Multi-Lead ECG Classification via an Information-Based Attention Convolutional Neural Network

Objective: A novel structure based on channel-wise attention mechanism is presented in this paper. Embedding with the proposed structure, an efficient classification model that accepts multi-lead electrocardiogram (ECG) as input is constructed. Methods: One-dimensional convolutional neural networks (CNN) have proven to be effective in pervasive classification tasks, enabling the automatic extraction of features while classifying targets. We implement the Residual connection and design a structure which can learn the weights from the information contained in different channels in the input feature map during the training process. An indicator named mean square deviation is introduced to monitor the performance of a particular model segment in the classification task on the two out of the five ECG classes. The data in the MIT-BIH arrhythmia database is used and a series of control experiments is conducted. Results: Utilizing both leads of the ECG signals as input to the neural network classifier can achieve better classification results than those from using single channel inputs in different application scenarios. Models embedded with the channel-wise attention structure always achieve better scores on sensitivity and precision than the plain Resnet models. The proposed model exceeds the performance of most of the state-of-the-art models in ventricular ectopic beats (VEB) classification, and achieves competitive scores for supraventricular ectopic beats (SVEB). Conclusion: Adopting more lead ECG signals as input can increase the dimensions of the input feature maps, helping to improve both the performance and generalization of the network model. Significance: Due to its end-to-end characteristics, and the extensible intrinsic for multi-lead heart diseases diagnosing, the proposed model can be used for the real-time ECG tracking of ECG waveforms for Holter or wearable devices.

**Records from a dataset**
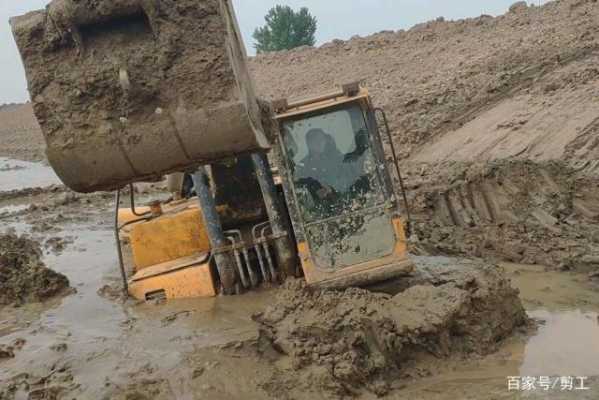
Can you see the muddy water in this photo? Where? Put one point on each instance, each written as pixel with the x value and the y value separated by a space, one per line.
pixel 566 343
pixel 15 174
pixel 113 348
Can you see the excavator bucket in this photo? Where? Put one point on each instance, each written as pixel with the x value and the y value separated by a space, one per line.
pixel 130 90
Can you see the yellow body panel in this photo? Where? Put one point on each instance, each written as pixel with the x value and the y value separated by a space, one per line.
pixel 399 258
pixel 181 279
pixel 169 237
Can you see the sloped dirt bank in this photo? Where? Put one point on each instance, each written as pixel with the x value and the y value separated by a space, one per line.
pixel 517 211
pixel 347 342
pixel 23 276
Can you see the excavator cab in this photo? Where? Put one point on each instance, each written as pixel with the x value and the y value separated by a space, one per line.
pixel 346 216
pixel 122 100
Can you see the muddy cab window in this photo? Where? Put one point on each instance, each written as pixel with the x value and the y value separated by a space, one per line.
pixel 332 164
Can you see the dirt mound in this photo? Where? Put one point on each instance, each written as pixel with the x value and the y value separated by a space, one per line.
pixel 23 276
pixel 437 76
pixel 343 342
pixel 519 211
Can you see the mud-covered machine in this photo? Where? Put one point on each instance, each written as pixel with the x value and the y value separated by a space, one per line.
pixel 132 90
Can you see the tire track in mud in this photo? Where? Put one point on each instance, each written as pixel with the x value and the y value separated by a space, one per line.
pixel 514 211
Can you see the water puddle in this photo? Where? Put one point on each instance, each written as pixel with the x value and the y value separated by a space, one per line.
pixel 16 175
pixel 566 344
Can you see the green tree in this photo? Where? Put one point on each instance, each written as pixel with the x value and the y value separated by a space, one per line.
pixel 285 29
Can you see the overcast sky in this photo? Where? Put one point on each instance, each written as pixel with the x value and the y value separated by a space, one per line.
pixel 337 19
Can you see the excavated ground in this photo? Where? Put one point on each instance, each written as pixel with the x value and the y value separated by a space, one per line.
pixel 496 123
pixel 341 343
pixel 518 211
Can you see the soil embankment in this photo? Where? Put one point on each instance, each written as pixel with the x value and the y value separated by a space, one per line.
pixel 517 211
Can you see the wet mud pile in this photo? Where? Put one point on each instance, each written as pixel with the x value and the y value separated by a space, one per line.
pixel 345 342
pixel 23 276
pixel 518 211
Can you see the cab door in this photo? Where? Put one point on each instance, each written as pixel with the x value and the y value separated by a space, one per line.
pixel 337 186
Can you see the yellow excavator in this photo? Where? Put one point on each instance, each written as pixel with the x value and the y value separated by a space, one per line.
pixel 133 90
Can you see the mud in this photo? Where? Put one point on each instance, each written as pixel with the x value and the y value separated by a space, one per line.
pixel 516 211
pixel 23 276
pixel 353 340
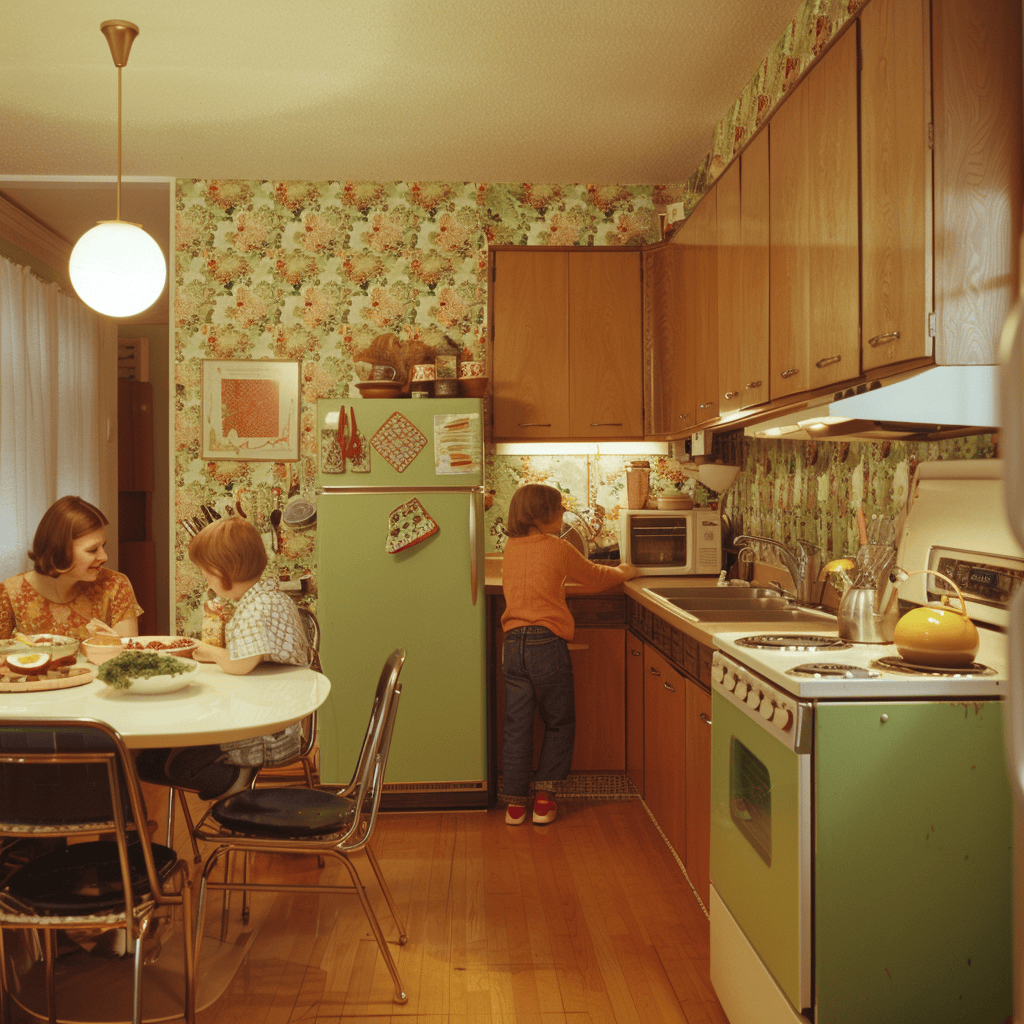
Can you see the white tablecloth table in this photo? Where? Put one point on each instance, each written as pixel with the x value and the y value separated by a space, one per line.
pixel 213 709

**Problems to solve**
[a] Rewrite the paragraph of the ECG classification abstract that begins "Objective: A novel structure" as a concise bulleted list that keeps its main facts.
[b] List every abbreviation that the ECG classification abstract introduces in parentheses, each with the full term it stands for.
Draw only on the ECG classification abstract for the work that comes next.

**Responses per task**
[a]
- Objective: The paper presents a new structure based on a channel-wise attention mechanism and uses it to build an efficient classification model that takes multi-lead ECG as input.
- Methods: The model uses one-dimensional CNNs with Residual connections. A structure learns weights from the information in different channels of the input feature map during training. An indicator called mean square deviation tracks how a model segment performs on two of the five ECG classes. Control experiments use data from the MIT-BIH arrhythmia database.
- Results: Using both ECG leads as input gives better classification than single-channel input. Models with the channel-wise attention structure always score better on sensitivity and precision than plain Resnet models. The proposed model beats most state-of-the-art models on VEB classification and is competitive on SVEB.
- Conclusion: More ECG leads as input increase the dimensions of the input feature maps, which improves both performance and generalization.
- Significance: Because it is end-to-end and extensible to multi-lead diagnosis, the model can be used for real-time ECG tracking in Holter or wearable devices.

[b]
- ECG: electrocardiogram
- CNN: convolutional neural networks
- VEB: ventricular ectopic beats
- SVEB: supraventricular ectopic beats